**Written request**
Please copy the records from the line that contains "Guideline: for every instance of the speckled" through the end of the records, requests included, multiplying every coordinate in the answers by 1.75 and rounding to whole numbers, with halves rounded up. Leave the numbers in the requests and their format samples unchanged, and return only this stretch.

===== Supplied data =====

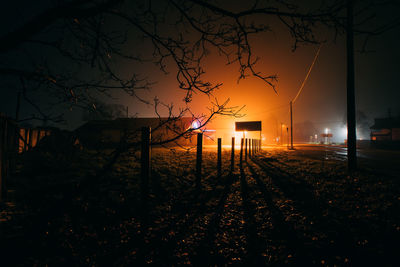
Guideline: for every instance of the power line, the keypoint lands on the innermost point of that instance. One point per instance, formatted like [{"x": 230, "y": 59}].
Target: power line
[{"x": 308, "y": 74}]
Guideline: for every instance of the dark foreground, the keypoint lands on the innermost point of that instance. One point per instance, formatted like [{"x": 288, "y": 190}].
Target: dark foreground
[{"x": 281, "y": 208}]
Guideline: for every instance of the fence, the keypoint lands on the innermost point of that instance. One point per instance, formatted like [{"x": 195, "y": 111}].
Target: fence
[
  {"x": 248, "y": 147},
  {"x": 13, "y": 140}
]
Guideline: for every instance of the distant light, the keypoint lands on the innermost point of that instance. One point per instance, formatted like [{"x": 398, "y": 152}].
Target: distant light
[
  {"x": 344, "y": 131},
  {"x": 195, "y": 124}
]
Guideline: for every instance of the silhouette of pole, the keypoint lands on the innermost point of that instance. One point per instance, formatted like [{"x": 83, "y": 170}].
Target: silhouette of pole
[
  {"x": 351, "y": 103},
  {"x": 219, "y": 157},
  {"x": 291, "y": 125},
  {"x": 233, "y": 155},
  {"x": 199, "y": 159}
]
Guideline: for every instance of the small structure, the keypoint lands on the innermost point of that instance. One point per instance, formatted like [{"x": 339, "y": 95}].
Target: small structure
[
  {"x": 386, "y": 132},
  {"x": 248, "y": 126},
  {"x": 109, "y": 133}
]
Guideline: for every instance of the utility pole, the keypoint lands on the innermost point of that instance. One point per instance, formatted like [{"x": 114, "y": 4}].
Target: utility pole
[
  {"x": 291, "y": 125},
  {"x": 351, "y": 104}
]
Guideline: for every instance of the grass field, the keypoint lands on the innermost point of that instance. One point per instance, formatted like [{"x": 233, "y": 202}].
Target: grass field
[{"x": 280, "y": 208}]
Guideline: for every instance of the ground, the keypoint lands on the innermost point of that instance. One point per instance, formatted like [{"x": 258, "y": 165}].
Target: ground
[{"x": 298, "y": 207}]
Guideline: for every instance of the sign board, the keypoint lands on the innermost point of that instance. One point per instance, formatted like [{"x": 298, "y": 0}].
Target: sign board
[{"x": 247, "y": 126}]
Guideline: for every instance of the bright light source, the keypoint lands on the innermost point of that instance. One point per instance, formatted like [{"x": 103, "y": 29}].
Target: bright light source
[
  {"x": 195, "y": 124},
  {"x": 344, "y": 131}
]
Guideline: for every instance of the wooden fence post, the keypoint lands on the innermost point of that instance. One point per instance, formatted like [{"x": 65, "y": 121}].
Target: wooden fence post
[
  {"x": 233, "y": 155},
  {"x": 241, "y": 152},
  {"x": 145, "y": 166},
  {"x": 245, "y": 150},
  {"x": 38, "y": 137},
  {"x": 30, "y": 139},
  {"x": 219, "y": 157},
  {"x": 26, "y": 139},
  {"x": 199, "y": 158},
  {"x": 3, "y": 156},
  {"x": 2, "y": 133}
]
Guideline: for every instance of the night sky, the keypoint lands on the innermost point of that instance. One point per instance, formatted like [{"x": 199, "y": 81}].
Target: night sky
[{"x": 322, "y": 101}]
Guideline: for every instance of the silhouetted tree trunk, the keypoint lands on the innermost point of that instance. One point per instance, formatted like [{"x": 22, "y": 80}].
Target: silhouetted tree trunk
[{"x": 351, "y": 105}]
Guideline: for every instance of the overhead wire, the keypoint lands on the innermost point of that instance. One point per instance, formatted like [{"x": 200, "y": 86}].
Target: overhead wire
[{"x": 308, "y": 74}]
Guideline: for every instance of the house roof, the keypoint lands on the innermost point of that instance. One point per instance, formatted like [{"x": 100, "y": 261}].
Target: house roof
[{"x": 386, "y": 123}]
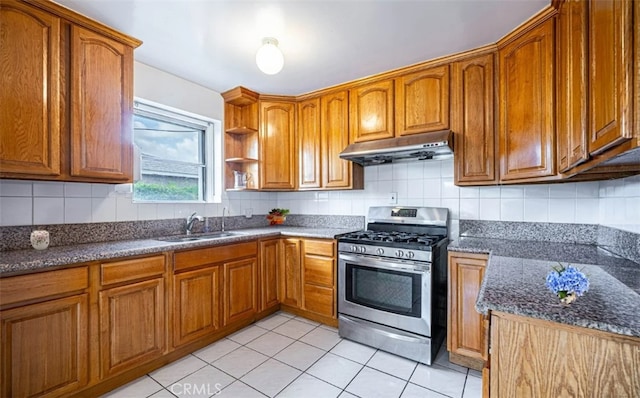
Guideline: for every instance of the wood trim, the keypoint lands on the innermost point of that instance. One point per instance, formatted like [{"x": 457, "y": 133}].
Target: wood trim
[
  {"x": 392, "y": 74},
  {"x": 215, "y": 254},
  {"x": 329, "y": 321},
  {"x": 541, "y": 17},
  {"x": 570, "y": 328},
  {"x": 22, "y": 288},
  {"x": 84, "y": 21},
  {"x": 132, "y": 269}
]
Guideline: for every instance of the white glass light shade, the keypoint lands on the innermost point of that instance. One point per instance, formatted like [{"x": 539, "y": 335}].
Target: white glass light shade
[{"x": 269, "y": 57}]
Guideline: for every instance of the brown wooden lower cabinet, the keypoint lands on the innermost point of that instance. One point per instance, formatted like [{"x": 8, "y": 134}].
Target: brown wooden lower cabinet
[
  {"x": 466, "y": 334},
  {"x": 196, "y": 302},
  {"x": 85, "y": 330},
  {"x": 44, "y": 345},
  {"x": 132, "y": 325},
  {"x": 132, "y": 316},
  {"x": 537, "y": 358},
  {"x": 240, "y": 290},
  {"x": 319, "y": 277},
  {"x": 290, "y": 285},
  {"x": 269, "y": 261}
]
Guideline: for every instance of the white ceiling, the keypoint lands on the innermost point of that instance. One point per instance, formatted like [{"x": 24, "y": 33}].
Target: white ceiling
[{"x": 213, "y": 42}]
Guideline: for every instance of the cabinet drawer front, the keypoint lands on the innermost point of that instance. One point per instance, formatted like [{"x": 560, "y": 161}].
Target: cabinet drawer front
[
  {"x": 319, "y": 271},
  {"x": 44, "y": 284},
  {"x": 45, "y": 348},
  {"x": 212, "y": 255},
  {"x": 127, "y": 270},
  {"x": 320, "y": 247},
  {"x": 319, "y": 300}
]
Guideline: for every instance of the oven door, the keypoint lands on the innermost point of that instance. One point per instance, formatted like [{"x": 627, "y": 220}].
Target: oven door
[{"x": 389, "y": 292}]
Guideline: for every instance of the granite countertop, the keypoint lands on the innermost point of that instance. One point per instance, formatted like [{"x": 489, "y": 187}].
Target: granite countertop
[
  {"x": 17, "y": 262},
  {"x": 514, "y": 283}
]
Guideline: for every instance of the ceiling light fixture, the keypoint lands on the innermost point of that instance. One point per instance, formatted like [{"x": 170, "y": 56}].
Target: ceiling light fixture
[{"x": 269, "y": 57}]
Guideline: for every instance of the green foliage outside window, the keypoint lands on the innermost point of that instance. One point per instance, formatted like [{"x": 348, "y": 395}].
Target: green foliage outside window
[{"x": 166, "y": 191}]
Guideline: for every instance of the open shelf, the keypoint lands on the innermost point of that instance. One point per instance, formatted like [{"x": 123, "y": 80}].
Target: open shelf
[{"x": 241, "y": 146}]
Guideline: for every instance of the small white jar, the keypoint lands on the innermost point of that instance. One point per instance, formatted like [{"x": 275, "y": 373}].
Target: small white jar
[{"x": 40, "y": 239}]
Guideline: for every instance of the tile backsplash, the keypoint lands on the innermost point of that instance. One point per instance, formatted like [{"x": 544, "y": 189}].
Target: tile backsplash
[{"x": 614, "y": 203}]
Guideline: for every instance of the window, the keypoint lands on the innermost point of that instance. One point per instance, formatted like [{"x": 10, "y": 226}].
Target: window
[{"x": 177, "y": 155}]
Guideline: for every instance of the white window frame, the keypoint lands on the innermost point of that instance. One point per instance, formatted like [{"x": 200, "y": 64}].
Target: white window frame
[{"x": 212, "y": 148}]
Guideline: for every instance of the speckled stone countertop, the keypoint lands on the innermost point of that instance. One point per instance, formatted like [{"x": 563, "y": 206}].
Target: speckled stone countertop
[
  {"x": 514, "y": 283},
  {"x": 29, "y": 260}
]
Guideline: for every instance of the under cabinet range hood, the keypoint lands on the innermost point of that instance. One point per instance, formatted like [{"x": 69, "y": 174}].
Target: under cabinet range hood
[{"x": 424, "y": 146}]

=====

**Result**
Guideline: for every instance of the speckled stone countertop, the keypoint lands on the innermost point of that instance. One point per instance, formatted like [{"x": 563, "y": 206}].
Target: speckled stone countertop
[
  {"x": 900, "y": 495},
  {"x": 51, "y": 455}
]
Guideline: for every instance of the under cabinet range hood, the keypoint lands on the innermost point of that instance. One point per instance, formatted like [{"x": 69, "y": 174}].
Target: under cabinet range hood
[{"x": 742, "y": 256}]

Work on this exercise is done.